APPLY WHAT YOU READ>
1/ In the article on the Czech Social Watch report, what is the title of the study that was presented in Prague?
2/ Extend the article on the Czech Social Watch report by writing on from its final sentence.

TEXT UNDER STUDY>
.....
The Czech Republic is persisting with policies like those that led Greece into crisis
Published on Thu, 2012-08-23 08:48
Conditions of life in the Czech Republic worsened last year, but the Government is persisting with policies like those that led Greece into its current crisis. This bleak analysis comes from the fifth annual report by the country’s Social Watch coalition, which also questions the budget cuts that have been made and highlights their negative impact on families and on the national economy. Other critical points it examines are political corruption, tax evasion, gender inequity and serious deficiencies in environmental protection.
The study was presented in Prague on Tuesday. Its title, “The Czech Republic is going into a deadly downward spiral”, is apt because it reports on a range of problems: unemployment has risen to 10%, the Government’s economic reforms are destroying the country’s economy and harming families and society in general, corruption and capital flight to tax havens have worsened, environmental protection instruments are almost inoperative, the media are incapable of providing relevant information about what is going on, and there is less official cooperation with civil activities to tackle the crisis.
The editor of the report, Thomas Tožička (Ekumenická akademie) explained that “In most sectors the situation has not improved in the last five years. The country’s economy is seriously deteriorating due to the incompetence of the Government and its advisers.” This situation is aggravated by deficiencies “in the information the media transmits, and the public feels less and less involved in the management of the things that affect their lives.”
.....
MATERIAL PROVIDED>
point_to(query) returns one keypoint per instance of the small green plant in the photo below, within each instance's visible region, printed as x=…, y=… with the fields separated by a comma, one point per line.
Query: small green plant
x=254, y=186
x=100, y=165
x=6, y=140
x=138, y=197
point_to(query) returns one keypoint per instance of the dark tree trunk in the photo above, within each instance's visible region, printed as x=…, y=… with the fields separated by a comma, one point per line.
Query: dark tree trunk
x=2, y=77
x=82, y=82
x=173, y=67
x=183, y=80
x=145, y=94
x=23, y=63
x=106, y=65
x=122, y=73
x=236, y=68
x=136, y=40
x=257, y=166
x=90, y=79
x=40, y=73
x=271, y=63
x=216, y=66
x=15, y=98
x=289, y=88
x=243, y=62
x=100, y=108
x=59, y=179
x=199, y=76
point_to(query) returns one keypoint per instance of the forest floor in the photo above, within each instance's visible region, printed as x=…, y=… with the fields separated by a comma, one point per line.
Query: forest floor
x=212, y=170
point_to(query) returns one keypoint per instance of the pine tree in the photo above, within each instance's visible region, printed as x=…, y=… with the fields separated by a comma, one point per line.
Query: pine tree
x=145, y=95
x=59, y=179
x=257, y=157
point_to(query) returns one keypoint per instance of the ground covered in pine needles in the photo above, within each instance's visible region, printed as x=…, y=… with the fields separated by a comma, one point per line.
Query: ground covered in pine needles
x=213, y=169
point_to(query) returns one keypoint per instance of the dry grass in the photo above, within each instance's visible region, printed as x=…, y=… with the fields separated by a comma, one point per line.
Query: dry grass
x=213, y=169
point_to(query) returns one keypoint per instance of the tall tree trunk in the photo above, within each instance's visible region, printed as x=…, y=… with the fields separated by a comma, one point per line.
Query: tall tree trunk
.....
ANSWERS IN ORDER>
1/ “The Czech Republic is going into a deadly downward spiral”

2/
According to Tožička, who is also a member of the Tax Justice Network, tax evasion is costing the treasury some 140,000 million Czech crowns (more than 7,000 million dollars), and the use of tax havens and offshore centres by 1,300 companies another 40,000 million crowns (more than 2,000 million dollars). “This money is irretrievably lost to the Czech economy, which is shedding tens of thousands of jobs because of it.”
Tožička says the Czech Republic is one of the countries that suffer most from the scourge of tax evasion, and he has calculated that if all taxes were duly paid 60,000 jobs would be created. The economist Ilona Švihlíková (Alternativa zdola), co-author of the report, said “Fiscal austerity suffocates domestic demand and puts a brake on gross domestic product growth... The Republic is still very heavily dependent on the external economic environment. The Government has cut social spending (a freeze on pensions, the abolition of housing subsidies, etc.) and increased indirect taxation like value added tax (VAT), and all this is bearing so heavily on the elderly and other population sectors they are in danger of sliding into poverty or indigence.”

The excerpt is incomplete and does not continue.